> 元文書:
________________
育児時短就業給付(仮称)とは? 創設の背景や内容、メリットやデメリットを解説

2025年から、国は時短勤務者を対象に給付金制度を創設すると発表しました。育児時短就業給付(仮称)の概要やメリット・デメリットを解説します。

少子化が進むなか、子育てがしづらい社会環境や両立がしにくい職場環境の改善は喫緊の課題です。

本記事では、育児時短就業給付(仮称)創設の背景メリットデメリットなど、どのような効果をもたらし得るかを紹介します。

同じく子育てに関する内容として、「「子ども3歳までテレワーク」が企業の努力義務へ!検討される背景や問題点とは?」もご覧ください。

目次

育児時短就業給付(仮称)とは

育児時短就業給付(仮称)とは、2歳未満の子どもがいる労働者を対象とした手取り額の減少を防ぐために支給される給付制度です。

柔軟な働き方として一定以上の短時間勤務をした場合に適用されます。

国は今後3年間で集中的に取り組む子育て対策として、2023年6月13日に「こども未来戦略方針」を閣議決定しました。

育児時短就業給付(仮称)は「こども未来戦略方針」で決定された少子化対策のひとつです。子育て世代が短時間勤務制度を利用しやすい環境の整備を目的に創設されています。

出典:厚生労働省「こども未来戦略方針」

育児時短就業給付(仮称)創設の背景

育児時短就業給付(仮称)創設の背景にあるのは「深刻な少子化」です。1949年には約270万人の子どもが出生していました。しかし、2022年に生まれた子どもは77万747人にまで減少しています。この出生数は、統計を開始した1899年以来最低の数字です。

近年は、2016年の出生数が100万人を下回って以降、2019年には90万人、2022年には80万人を下回りました。

少子化が進めば労働人口が減少し、日本の経済・社会システムや持続的な経済成長の維持は容易ではありません。

このような危機感から、国は「こども未来戦略方針」で、次元の異なる少子化対策として、以下の3つの基本理念を設定しています。

次元の異なる少子化対策の3つの基本理念

● 構造的賃上げなどを含む経済的支援を充実し、若い世代の所得を増やす
● 社会全体の構造や意識を変える
● 子ども・子育て世帯をライフステージに応じて切れ目なく支援する
出典:内閣官房「「こども未来戦略方針」案 」

育児時短就業給付(仮称)は、上記の理念を達成するための具体的な施策のひとつです。

「こども未来戦略方針」では育児時短就業給付(仮称)のほか、以下のような施策が検討されています。

こども未来戦略方針の施策

● 教育訓練給付の補助率を含めた拡充
● 訓練期間中の生活をサポートするための新たな給付や融資制度の創設
● 男性育休の取得促進
● 所定労働時間が20時間未満の者にも給付可能な雇用保険の適用拡大
出典:内閣官房「「こども未来戦略方針」案 」
________________
> 表示データ:
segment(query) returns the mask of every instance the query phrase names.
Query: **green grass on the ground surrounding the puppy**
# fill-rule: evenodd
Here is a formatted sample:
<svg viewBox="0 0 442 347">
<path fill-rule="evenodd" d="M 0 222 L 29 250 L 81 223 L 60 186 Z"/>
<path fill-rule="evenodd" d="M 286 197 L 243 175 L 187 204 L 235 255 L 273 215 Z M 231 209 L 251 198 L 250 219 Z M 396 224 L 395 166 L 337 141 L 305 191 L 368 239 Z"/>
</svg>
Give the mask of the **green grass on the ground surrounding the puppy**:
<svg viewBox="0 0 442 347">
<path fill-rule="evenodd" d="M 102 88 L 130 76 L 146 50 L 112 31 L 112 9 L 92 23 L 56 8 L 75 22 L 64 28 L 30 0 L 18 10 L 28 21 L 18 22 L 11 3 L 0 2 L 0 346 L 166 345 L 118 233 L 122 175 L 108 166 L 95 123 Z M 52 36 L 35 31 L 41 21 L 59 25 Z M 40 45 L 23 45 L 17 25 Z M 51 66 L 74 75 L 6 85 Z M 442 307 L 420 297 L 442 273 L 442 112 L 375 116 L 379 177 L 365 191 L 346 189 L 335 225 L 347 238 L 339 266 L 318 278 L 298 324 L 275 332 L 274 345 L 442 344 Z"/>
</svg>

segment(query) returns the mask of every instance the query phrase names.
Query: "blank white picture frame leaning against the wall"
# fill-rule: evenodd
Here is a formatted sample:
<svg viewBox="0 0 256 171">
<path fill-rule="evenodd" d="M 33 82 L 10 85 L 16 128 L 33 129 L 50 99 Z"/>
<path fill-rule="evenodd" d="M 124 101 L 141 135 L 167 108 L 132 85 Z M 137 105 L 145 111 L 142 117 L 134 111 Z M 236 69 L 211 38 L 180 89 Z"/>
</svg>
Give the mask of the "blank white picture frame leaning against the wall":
________________
> 作業指示 1:
育児時短就業給付(仮称)を扱った元文書を2文で要約すること。
> 作業指示 2:
元文書をもとに、次の問いに答えること。
(a) 育児時短就業給付(仮称)の対象は、何歳未満の子どもがいる労働者か。
(b) 1949年には約何人の子どもが出生していたか。
(c) 出生数が100万人を下回ったのは何年か。

> 出力 1:
育児時短就業給付(仮称)は、2歳未満の子どもがいる労働者が一定以上の短時間勤務をした場合に手取り額の減少を防ぐために支給される給付制度で、2023年6月13日に閣議決定された「こども未来戦略方針」の少子化対策のひとつである。創設の背景には深刻な少子化があり、2022年の出生数は77万747人と、統計を開始した1899年以来最低の数字となった。

> 出力 2:
(a) 2歳未満
(b) 約270万人
(c) 2016年